→ TEXT EXTRACT:

※

We are no longer carrying this series, due to unreliable supply and little demand. To help younger students visually learn the reasoning behind basic math concepts, see Math-U-See. For math curriuclum with a focus on critical thinking, we suggest you look at the Singapore Math.
Well, "there be good and bad" as Ray Bradbury once said. Making Math Meaningful definitely contains elements of both. Author David Quine begins with a good premise—children need to learn to think mathematically, not merely be able to reproduce memorized answers—but his methods leave something to be desired. Covering grades K-7, this course offers a unique approach that takes a long time to present relatively little material.
Levels K-4 depend on student-teacher interaction and include seperate student and teacher texts; grades 5 through algebra are self-taught and contain the student material and answers in one volume. All student texts are consumable. There are no illustrations in any of the books, just black and white text and problems. Manipulatives (plastic cubes, chips and links, all sold separately) are used for levels K-4.Each book contains activities for students to complete in order to contextualize and better illustrate the concepts.
How Do These Work?
Quine equates math curricula that employ lots of drills and review to Pavlovian behavioralism, saying that a child taught math through endless repetition is only answering problems because he has been conditioned to do so. Instead, he argues, students need to know the why behind different principles in order to make them applicable to everyday life. He repeatedly quotes Charlotte Mason as saying the reason we study math is to improve our logic skills, and he attempts to mirror this goal in his approach to instruction.
The author's goal is to show kids how and when they should use math practically. Lessons are all structured the same: parents (and in the later levels, students) read a story or do an activity that illustrates that lesson's principle;students are then asked to explain the principle, after which it is named and a formal definition given; finally, students complete a set of problems. Putting math principles in a practical context is creative, but the explanations are somewhat awkward and bland and many students find it hard to concentrate.

※

Object position labeling entries
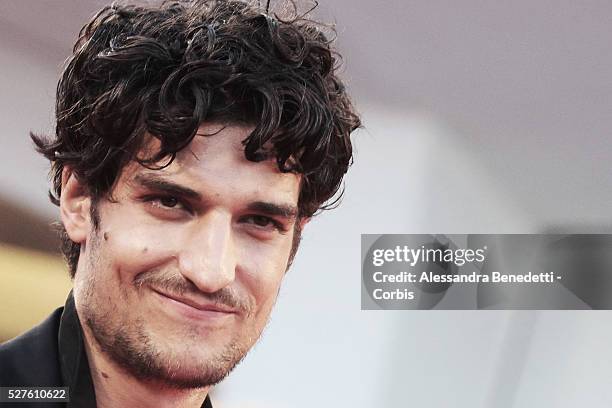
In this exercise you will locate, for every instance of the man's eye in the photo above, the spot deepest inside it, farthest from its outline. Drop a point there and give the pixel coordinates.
(166, 202)
(264, 222)
(169, 202)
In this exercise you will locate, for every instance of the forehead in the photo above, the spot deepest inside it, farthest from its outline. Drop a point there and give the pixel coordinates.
(214, 161)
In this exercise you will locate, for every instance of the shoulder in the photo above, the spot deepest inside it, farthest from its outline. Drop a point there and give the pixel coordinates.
(32, 359)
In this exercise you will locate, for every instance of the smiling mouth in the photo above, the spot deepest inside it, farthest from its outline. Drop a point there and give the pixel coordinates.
(194, 308)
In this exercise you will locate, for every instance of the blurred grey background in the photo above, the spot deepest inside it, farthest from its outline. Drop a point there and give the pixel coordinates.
(480, 117)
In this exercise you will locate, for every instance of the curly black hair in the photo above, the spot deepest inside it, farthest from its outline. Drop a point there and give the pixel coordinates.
(164, 70)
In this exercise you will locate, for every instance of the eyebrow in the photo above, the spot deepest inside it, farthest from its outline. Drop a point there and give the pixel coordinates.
(276, 210)
(155, 182)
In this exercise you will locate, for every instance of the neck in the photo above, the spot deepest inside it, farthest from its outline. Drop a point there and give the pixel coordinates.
(116, 388)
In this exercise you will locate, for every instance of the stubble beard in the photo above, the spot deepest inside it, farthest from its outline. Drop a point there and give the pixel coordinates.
(133, 348)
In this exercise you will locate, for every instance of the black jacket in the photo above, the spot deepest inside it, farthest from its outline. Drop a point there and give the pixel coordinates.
(51, 354)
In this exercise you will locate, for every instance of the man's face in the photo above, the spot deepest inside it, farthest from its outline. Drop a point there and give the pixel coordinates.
(179, 279)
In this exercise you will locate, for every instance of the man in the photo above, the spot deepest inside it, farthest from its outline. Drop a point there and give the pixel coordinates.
(193, 143)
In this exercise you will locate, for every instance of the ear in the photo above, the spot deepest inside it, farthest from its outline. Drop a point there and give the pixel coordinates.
(75, 206)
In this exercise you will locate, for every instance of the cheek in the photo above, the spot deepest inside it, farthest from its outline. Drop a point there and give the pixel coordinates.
(130, 246)
(262, 269)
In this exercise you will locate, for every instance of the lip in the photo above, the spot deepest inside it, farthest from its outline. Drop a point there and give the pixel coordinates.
(194, 309)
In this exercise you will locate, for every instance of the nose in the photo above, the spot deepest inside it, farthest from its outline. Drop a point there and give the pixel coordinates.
(208, 257)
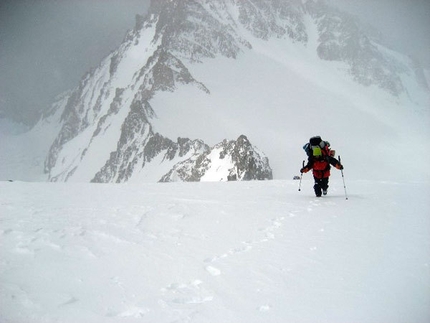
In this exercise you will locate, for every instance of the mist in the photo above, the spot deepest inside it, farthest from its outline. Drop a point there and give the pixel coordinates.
(46, 46)
(405, 25)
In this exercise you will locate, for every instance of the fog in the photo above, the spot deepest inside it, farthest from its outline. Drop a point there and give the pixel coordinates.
(46, 46)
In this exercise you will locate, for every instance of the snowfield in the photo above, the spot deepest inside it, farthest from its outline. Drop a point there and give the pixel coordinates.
(215, 252)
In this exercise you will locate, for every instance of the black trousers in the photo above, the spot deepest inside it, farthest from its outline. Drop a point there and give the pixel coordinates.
(320, 184)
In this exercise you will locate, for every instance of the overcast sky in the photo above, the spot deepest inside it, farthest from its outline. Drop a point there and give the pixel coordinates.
(46, 46)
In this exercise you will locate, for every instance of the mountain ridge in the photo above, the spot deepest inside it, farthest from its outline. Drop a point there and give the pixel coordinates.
(322, 55)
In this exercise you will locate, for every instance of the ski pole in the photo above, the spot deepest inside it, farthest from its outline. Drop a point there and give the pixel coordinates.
(343, 178)
(301, 175)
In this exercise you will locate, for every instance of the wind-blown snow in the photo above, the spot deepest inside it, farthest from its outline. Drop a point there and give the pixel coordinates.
(215, 252)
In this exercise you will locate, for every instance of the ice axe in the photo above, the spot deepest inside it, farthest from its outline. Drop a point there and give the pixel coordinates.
(301, 175)
(343, 178)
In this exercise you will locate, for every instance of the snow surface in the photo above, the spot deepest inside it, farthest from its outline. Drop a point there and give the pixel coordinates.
(215, 252)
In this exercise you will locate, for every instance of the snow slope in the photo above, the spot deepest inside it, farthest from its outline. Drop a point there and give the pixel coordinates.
(215, 252)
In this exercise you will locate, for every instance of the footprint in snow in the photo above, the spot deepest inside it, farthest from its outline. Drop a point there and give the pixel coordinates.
(213, 271)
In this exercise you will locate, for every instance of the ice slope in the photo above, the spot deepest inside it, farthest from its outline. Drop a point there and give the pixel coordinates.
(215, 252)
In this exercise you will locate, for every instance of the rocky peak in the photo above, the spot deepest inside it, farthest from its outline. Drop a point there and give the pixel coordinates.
(230, 160)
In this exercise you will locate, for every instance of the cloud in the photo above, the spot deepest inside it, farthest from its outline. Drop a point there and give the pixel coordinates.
(46, 46)
(404, 24)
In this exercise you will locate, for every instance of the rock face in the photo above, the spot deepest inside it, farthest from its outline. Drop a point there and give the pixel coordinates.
(106, 132)
(235, 160)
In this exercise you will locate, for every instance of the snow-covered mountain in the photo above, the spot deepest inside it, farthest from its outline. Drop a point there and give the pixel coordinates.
(278, 71)
(227, 161)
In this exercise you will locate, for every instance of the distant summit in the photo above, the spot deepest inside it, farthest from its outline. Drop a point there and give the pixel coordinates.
(179, 61)
(235, 160)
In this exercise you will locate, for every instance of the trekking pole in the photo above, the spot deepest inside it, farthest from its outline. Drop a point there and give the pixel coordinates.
(301, 175)
(343, 178)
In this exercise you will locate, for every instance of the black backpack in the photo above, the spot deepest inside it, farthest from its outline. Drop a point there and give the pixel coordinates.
(316, 147)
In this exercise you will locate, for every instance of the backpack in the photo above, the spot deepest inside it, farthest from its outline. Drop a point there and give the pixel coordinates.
(316, 147)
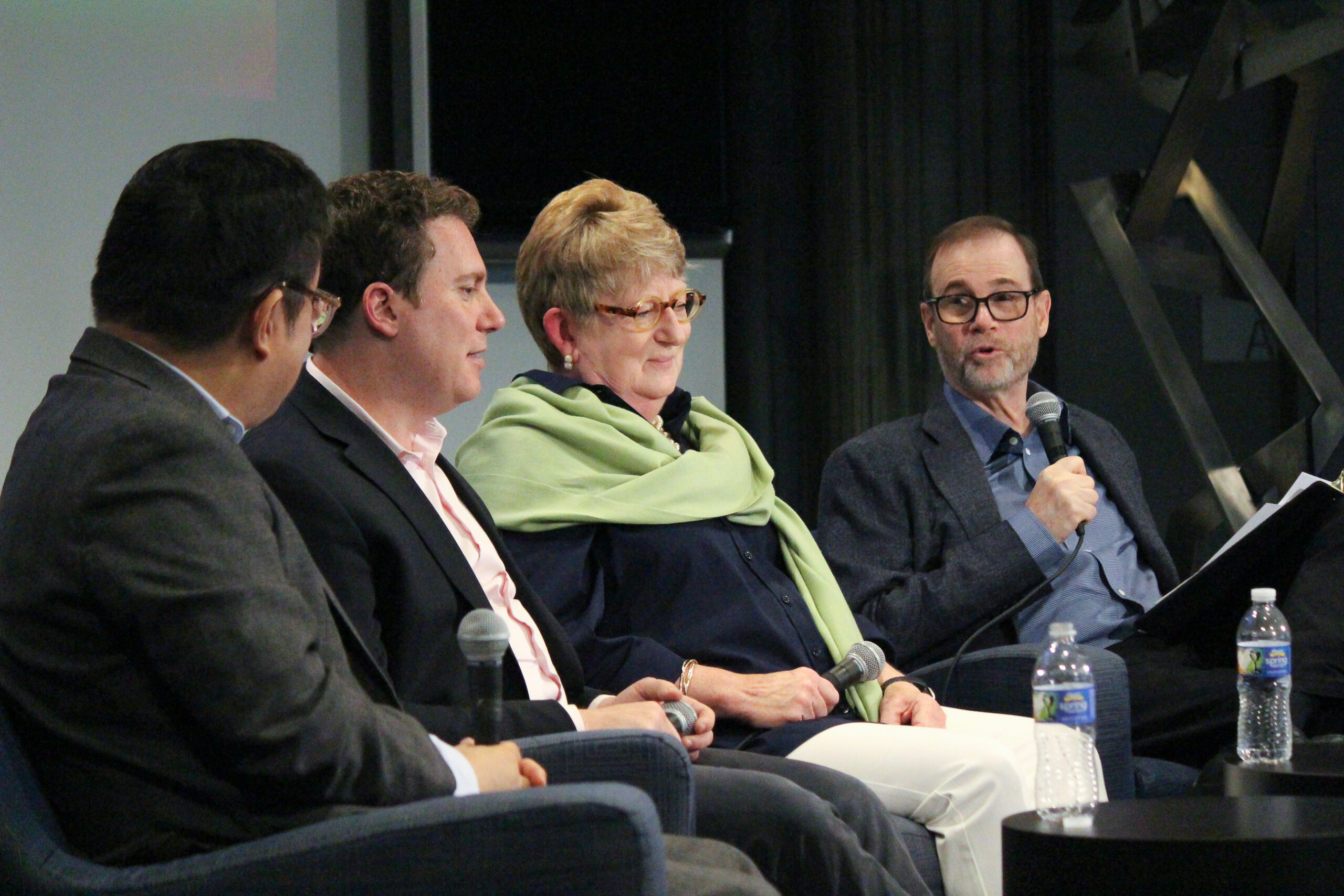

※

→ TASKS:
1 > Please transcribe the Making Math Meaningful review starting at "How Do These" and ending at "approach to instruction.".
2 > Answer these questions from the Making Math Meaningful review:
(a) Which grades does the course cover?
(b) Which manipulatives are used for levels K-4?
(c) Whom does Quine repeatedly quote?
These rows have no connection to the Making Math Meaningful review.

→ ANSWER LIST:
1 >
How Do These Work?
Quine equates math curricula that employ lots of drills and review to Pavlovian behavioralism, saying that a child taught math through endless repetition is only answering problems because he has been conditioned to do so. Instead, he argues, students need to know the why behind different principles in order to make them applicable to everyday life. He repeatedly quotes Charlotte Mason as saying the reason we study math is to improve our logic skills, and he attempts to mirror this goal in his approach to instruction.

2 >
(a) Grades K-7.
(b) Plastic cubes, chips and links.
(c) Charlotte Mason.